PROBLEM DESCRIPTION => Output all the data exactly. Pictures do not belong in the copy.

--------

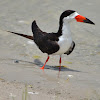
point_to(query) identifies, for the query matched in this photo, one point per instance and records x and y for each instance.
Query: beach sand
(20, 59)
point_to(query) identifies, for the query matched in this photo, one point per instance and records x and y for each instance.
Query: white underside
(65, 40)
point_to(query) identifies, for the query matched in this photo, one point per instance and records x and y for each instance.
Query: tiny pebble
(16, 61)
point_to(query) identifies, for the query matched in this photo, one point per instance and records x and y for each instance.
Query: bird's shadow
(40, 64)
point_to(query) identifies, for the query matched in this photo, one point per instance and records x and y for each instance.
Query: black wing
(47, 42)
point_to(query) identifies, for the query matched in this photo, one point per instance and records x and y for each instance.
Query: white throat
(65, 39)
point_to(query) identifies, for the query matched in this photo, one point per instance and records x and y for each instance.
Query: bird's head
(70, 15)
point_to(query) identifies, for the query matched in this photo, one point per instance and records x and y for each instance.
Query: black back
(47, 42)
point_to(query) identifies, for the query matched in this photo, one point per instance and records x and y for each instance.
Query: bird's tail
(23, 35)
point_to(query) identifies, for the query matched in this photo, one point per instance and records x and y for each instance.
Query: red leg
(60, 63)
(45, 63)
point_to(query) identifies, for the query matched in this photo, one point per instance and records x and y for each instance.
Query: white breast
(65, 39)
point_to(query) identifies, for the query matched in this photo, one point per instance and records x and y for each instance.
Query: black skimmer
(56, 43)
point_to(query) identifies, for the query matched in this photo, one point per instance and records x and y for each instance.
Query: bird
(56, 43)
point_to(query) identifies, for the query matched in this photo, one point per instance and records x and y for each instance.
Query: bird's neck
(64, 29)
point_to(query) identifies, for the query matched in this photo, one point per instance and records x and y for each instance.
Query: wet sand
(20, 59)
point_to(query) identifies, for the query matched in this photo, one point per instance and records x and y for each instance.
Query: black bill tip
(88, 21)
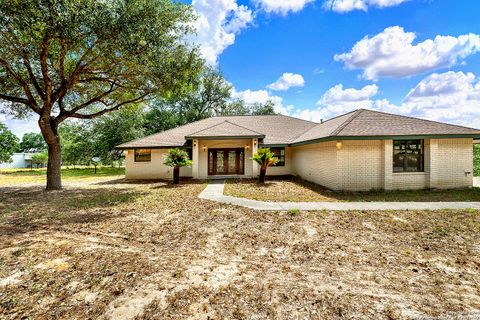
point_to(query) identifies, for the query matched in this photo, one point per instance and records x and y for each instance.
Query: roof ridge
(346, 122)
(265, 115)
(415, 118)
(217, 124)
(244, 127)
(319, 124)
(154, 134)
(213, 125)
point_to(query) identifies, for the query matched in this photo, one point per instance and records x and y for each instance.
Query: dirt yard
(113, 250)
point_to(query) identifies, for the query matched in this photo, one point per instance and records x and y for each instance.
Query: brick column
(388, 164)
(430, 162)
(195, 159)
(255, 171)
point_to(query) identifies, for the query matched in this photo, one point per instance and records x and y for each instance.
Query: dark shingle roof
(284, 130)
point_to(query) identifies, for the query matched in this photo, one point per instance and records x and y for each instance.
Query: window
(143, 155)
(279, 153)
(407, 155)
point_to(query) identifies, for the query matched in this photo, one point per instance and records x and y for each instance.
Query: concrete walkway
(214, 192)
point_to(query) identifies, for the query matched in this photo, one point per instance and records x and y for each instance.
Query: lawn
(117, 250)
(35, 176)
(295, 190)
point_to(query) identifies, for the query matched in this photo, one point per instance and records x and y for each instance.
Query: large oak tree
(80, 59)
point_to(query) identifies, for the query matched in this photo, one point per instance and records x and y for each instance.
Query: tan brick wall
(454, 158)
(155, 169)
(317, 163)
(360, 165)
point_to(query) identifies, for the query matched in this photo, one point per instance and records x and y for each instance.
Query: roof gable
(225, 129)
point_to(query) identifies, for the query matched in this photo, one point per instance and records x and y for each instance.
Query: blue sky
(319, 58)
(420, 58)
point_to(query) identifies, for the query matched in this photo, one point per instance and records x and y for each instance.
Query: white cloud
(218, 23)
(261, 96)
(452, 97)
(350, 5)
(338, 100)
(337, 94)
(392, 53)
(282, 7)
(287, 81)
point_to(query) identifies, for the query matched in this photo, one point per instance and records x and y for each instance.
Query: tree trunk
(50, 134)
(176, 175)
(263, 172)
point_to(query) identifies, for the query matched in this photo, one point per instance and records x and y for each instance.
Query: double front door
(226, 161)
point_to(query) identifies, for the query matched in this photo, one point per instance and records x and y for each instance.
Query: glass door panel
(220, 162)
(210, 163)
(232, 162)
(241, 163)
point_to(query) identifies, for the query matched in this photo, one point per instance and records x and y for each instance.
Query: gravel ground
(114, 250)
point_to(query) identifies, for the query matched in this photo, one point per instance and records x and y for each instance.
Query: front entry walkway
(214, 192)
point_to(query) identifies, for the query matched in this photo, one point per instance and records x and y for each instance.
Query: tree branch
(30, 101)
(15, 99)
(46, 78)
(99, 113)
(26, 62)
(93, 100)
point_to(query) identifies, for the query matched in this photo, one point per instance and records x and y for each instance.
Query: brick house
(360, 150)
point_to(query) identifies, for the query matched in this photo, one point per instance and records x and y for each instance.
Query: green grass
(27, 176)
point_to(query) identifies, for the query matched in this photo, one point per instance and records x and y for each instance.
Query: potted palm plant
(177, 158)
(265, 158)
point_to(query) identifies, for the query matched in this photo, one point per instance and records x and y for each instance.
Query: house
(360, 150)
(19, 160)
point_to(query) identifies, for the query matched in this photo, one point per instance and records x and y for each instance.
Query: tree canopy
(32, 142)
(81, 59)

--------

TASK SOLUTION =>
point_to(query) identifies, for the query matched in this photo, one point per instance and records x and y for each instance.
Query: beach sand
(20, 59)
point_to(query) identifies, for the query matched in this photo, one point per instance and records x and y for each instance.
Query: white underside
(65, 40)
point_to(query) identifies, for the query matched in this photo, one point per instance and records x and y for each instance.
Query: tiny pebble
(16, 61)
point_to(query) identifies, for the query matched in this photo, one point per instance and records x and y for each instance.
Query: bird's shadow
(40, 64)
point_to(query) identifies, for the query matched in this photo, one point per instance and records x and y for each instance.
Query: black wing
(47, 42)
point_to(query) identifies, for the query matched in this photo, one point per instance and records x and y for each instance.
Query: white throat
(65, 39)
point_to(query) identifies, for the query matched in this photo, one point per instance and records x and y for each instance.
Query: bird's head
(70, 15)
point_to(query) identifies, for the query matched in this photo, one point per instance and records x and y for each instance.
Query: black back
(47, 42)
point_to(query) identifies, for the query matched in this photo, one point per instance and records x and y for each instance.
Query: bird's tail
(23, 35)
point_to(query) identifies, for the query matched in this photo, one point per instance and records x and y for each instance.
Query: red leg
(60, 63)
(45, 63)
point_to(query) identifies, for the query matched in this photo, one point per instance and records x and y for each instance.
Query: white breast
(65, 39)
point_to(query) identifies, for the query matched in this photo, one point per instance and records x and y for each instance.
Query: black skimmer
(56, 43)
point_to(query) identifies, for the query matched in this photo, one point per instance and records x and y for each instance.
Query: bird
(56, 43)
point_to(query) identifies, for the query matched in this photo, one point per instance and records x and y for each instance.
Query: bird's neck
(64, 29)
point_to(query) identifies, for the query matched in this photo, one point per instance and records x and y for each instance.
Query: wet sand
(20, 59)
point_to(query) identifies, for the query matched in this photo, one point per instance and records x and y for each instance.
Query: black bill tip
(88, 21)
point_to(query) identifies, for the query matched in this photo, one point per instance and records x and y for each instance.
Query: roof ridge
(346, 122)
(265, 115)
(415, 118)
(217, 124)
(244, 127)
(319, 124)
(154, 134)
(213, 125)
point_to(query) identifies, for the query matched in this photo, one point per instance and records x and y for each instance.
Query: dirt yard
(113, 250)
point_to(query) identifies, for the query matched in this photo, one point per instance and records x and y for each instance.
Query: brick column
(388, 164)
(430, 162)
(195, 159)
(255, 171)
point_to(query) identifies, for the query matched in this photo, one point per instance and records x and y for each instance.
Query: dark shingle roof
(284, 130)
point_to(query) identifies, for the query matched in this photo, one point per instance and records x and y for each instance.
Query: window
(143, 155)
(279, 153)
(407, 155)
point_to(query) identifies, for the query matched in this photo, one point per instance and records x and y for each instance.
Query: concrete walkway
(214, 192)
point_to(query) identifies, for the query matched in this photo, one point per instance and records x and y for each instance.
Query: lawn
(117, 250)
(35, 176)
(295, 190)
point_to(query) identifies, for the query matched in this photo, one point per instance and records x and y for each instance.
Query: large oak tree
(80, 59)
point_to(query) identifies, for the query matched in this photo, one point per instance and records x and y for each instance.
Query: tan brick wall
(454, 158)
(155, 169)
(317, 163)
(360, 165)
point_to(query) identifies, for the query matched in this photo, one point per instance and records x and y for each instance.
Query: roof gable
(225, 129)
point_to(query) identifies, for the query matched in this photo, one point per instance and records x and y for each instance.
Query: blue sky
(319, 58)
(420, 58)
point_to(query) identifies, for the query matched in this photo, one point per instance and records x and y for each instance.
Query: white cloud
(218, 23)
(261, 96)
(452, 97)
(350, 5)
(338, 100)
(337, 94)
(392, 53)
(282, 7)
(287, 81)
point_to(query) identifies, for the query matched in this photo, one point per instance and records x and y for each instance.
Query: tree trunk
(50, 134)
(176, 175)
(263, 172)
point_to(query) identifies, for the query matched in this photo, one point per instance and records x and y for each instance.
Query: double front door
(226, 161)
point_to(query) identifies, for the query matched in this photo, one point per instance and records x and y for each instance.
Query: glass door panel
(220, 162)
(210, 163)
(232, 162)
(241, 163)
point_to(query) identifies, for the query matched in this photo, one point per instance and records x and y for each instance.
Query: gravel ground
(114, 250)
point_to(query) identifies, for the query matched in this photo, one point per instance and records x and y for each instance.
Query: front entry walkway
(214, 192)
point_to(query) identifies, for the query matched in this photo, one point per instance and records x and y for each instance.
Query: tree branch
(30, 101)
(15, 99)
(46, 78)
(99, 113)
(26, 62)
(93, 100)
point_to(query) identifies, for the query matched in this photo, one point per instance and records x and y for each instance.
Query: brick house
(360, 150)
point_to(query) identifies, for the query matched in this photo, one point per instance and records x and y for each instance.
Query: green grass
(27, 176)
point_to(query) identifies, for the query matched in this photo, one point per instance and records x and y for each instance.
Query: potted palm plant
(177, 158)
(265, 158)
point_to(query) identifies, for the query matched in this photo, one point per instance and records x and y for each instance.
Query: house
(360, 150)
(19, 160)
point_to(query) identifies, for the query matched in this photo, one point per instance and records x and y for each instance.
Query: tree canopy
(32, 142)
(81, 59)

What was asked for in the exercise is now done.